= PROBLEM DESCRIPTION =
Collect every line in the listing below that contains the word "with", matching case exactly.

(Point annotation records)
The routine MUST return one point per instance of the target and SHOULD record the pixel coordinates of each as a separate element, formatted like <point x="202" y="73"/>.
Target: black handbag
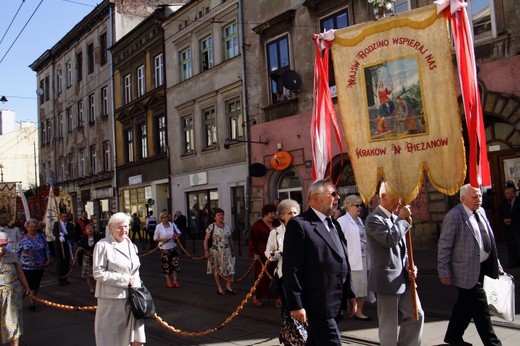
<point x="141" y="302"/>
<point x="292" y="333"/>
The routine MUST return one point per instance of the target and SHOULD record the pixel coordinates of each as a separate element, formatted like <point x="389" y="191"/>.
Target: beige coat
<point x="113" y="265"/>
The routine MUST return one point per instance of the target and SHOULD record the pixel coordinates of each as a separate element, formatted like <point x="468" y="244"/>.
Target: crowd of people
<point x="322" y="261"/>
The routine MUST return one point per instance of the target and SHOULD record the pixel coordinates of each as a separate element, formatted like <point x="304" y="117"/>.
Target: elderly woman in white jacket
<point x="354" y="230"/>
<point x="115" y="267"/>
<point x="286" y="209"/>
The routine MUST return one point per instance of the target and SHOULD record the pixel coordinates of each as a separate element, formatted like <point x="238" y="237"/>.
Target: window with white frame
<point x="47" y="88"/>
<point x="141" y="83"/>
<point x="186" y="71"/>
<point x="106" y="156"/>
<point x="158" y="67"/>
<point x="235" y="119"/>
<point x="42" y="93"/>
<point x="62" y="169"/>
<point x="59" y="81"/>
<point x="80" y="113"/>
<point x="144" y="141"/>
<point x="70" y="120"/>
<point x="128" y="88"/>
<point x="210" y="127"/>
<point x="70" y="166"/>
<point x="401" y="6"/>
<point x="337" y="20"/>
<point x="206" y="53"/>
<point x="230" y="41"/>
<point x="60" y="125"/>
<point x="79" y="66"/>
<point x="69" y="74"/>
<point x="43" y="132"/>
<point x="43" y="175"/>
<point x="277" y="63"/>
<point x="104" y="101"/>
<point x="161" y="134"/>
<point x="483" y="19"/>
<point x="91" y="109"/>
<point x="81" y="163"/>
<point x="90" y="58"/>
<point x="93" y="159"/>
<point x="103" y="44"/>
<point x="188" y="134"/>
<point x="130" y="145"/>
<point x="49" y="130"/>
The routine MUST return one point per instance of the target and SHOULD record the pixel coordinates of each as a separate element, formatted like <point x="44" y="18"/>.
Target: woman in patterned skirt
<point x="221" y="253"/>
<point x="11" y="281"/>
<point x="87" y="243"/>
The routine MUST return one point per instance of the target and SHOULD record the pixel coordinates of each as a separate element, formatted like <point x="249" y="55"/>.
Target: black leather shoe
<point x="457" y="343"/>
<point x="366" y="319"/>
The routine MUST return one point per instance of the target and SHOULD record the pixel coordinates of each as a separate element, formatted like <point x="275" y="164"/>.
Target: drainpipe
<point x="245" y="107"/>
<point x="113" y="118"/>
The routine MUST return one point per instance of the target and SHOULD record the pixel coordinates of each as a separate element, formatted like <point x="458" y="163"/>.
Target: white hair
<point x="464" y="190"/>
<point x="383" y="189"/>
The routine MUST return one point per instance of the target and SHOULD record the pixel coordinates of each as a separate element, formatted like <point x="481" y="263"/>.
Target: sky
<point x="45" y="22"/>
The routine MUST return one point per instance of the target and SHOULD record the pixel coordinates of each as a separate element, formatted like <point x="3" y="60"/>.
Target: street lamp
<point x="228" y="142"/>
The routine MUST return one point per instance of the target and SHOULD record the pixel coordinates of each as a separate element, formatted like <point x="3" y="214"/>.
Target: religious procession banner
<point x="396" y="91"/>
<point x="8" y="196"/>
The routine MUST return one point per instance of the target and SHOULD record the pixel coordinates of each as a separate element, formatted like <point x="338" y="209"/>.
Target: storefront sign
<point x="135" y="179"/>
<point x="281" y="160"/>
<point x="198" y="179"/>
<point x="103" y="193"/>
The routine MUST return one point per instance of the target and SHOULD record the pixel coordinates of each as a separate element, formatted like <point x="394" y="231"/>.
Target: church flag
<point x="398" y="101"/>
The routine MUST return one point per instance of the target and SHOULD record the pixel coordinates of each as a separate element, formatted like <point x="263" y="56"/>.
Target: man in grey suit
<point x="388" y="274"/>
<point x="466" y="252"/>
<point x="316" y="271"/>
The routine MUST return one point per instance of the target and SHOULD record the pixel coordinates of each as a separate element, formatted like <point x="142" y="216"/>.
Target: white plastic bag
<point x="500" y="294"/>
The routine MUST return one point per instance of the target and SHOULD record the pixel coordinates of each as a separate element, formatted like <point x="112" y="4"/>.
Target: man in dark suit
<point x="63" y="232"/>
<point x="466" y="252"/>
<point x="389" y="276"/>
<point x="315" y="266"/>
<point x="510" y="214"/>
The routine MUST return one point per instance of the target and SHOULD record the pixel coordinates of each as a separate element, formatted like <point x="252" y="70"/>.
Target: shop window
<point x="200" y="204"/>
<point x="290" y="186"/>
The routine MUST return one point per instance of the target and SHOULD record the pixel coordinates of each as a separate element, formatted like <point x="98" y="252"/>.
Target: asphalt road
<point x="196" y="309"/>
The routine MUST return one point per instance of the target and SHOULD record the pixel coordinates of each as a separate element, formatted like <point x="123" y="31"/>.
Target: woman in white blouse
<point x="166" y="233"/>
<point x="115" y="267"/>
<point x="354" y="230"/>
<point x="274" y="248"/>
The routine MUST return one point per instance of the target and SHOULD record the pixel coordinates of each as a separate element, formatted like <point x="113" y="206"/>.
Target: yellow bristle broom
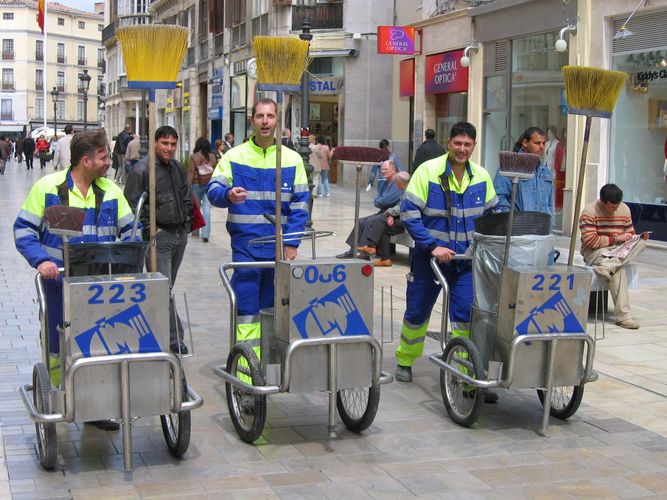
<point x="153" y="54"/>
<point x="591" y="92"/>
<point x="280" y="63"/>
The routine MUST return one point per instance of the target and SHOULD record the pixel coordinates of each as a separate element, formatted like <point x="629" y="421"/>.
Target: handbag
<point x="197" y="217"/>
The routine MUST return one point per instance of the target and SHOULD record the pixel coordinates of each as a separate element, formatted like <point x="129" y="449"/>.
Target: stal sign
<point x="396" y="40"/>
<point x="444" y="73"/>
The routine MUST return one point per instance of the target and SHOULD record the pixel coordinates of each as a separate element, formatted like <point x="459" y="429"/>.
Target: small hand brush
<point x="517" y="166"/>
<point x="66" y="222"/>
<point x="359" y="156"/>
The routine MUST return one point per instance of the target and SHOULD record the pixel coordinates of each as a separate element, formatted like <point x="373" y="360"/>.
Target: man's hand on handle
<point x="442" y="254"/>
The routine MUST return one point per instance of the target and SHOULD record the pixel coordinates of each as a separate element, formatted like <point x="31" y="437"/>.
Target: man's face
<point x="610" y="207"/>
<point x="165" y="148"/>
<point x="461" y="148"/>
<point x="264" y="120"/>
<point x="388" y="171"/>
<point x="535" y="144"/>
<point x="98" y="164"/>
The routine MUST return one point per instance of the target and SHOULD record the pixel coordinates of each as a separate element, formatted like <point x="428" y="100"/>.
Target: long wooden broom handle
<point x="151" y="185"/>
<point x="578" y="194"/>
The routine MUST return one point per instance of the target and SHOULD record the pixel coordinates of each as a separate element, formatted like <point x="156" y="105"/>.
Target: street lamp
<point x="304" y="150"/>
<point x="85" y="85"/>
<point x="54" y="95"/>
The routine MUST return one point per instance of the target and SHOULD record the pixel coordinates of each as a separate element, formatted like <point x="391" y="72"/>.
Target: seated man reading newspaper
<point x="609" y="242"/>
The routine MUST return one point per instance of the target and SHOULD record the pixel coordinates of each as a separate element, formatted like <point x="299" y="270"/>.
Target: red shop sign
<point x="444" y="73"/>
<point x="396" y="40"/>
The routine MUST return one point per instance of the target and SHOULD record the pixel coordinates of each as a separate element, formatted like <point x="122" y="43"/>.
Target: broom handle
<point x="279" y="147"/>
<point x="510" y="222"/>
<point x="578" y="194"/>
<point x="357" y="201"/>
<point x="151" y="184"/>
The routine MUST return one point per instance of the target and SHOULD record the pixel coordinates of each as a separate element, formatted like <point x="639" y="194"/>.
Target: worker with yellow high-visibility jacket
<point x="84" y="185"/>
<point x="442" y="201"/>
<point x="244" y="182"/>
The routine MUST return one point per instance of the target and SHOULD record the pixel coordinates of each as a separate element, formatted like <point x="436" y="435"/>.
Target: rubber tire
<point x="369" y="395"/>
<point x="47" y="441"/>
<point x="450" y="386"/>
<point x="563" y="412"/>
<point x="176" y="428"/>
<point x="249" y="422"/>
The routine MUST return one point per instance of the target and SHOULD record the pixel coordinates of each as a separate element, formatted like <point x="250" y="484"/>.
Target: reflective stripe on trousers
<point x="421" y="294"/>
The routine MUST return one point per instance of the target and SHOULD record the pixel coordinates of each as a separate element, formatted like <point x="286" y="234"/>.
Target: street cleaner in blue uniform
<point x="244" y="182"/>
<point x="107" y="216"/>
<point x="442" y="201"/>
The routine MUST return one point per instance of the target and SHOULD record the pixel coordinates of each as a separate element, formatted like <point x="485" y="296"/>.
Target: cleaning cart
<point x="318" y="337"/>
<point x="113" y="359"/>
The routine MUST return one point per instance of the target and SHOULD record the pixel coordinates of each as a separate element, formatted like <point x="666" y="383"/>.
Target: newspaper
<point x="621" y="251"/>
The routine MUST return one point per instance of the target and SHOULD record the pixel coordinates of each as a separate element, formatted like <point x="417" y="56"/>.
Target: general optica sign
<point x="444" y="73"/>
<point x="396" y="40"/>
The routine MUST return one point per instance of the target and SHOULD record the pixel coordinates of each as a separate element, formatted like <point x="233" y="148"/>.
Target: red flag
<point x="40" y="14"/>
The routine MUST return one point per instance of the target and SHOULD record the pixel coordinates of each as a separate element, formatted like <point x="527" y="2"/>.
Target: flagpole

= FULL ANSWER =
Target: window with white frame
Target: worker with yellow high-visibility jacket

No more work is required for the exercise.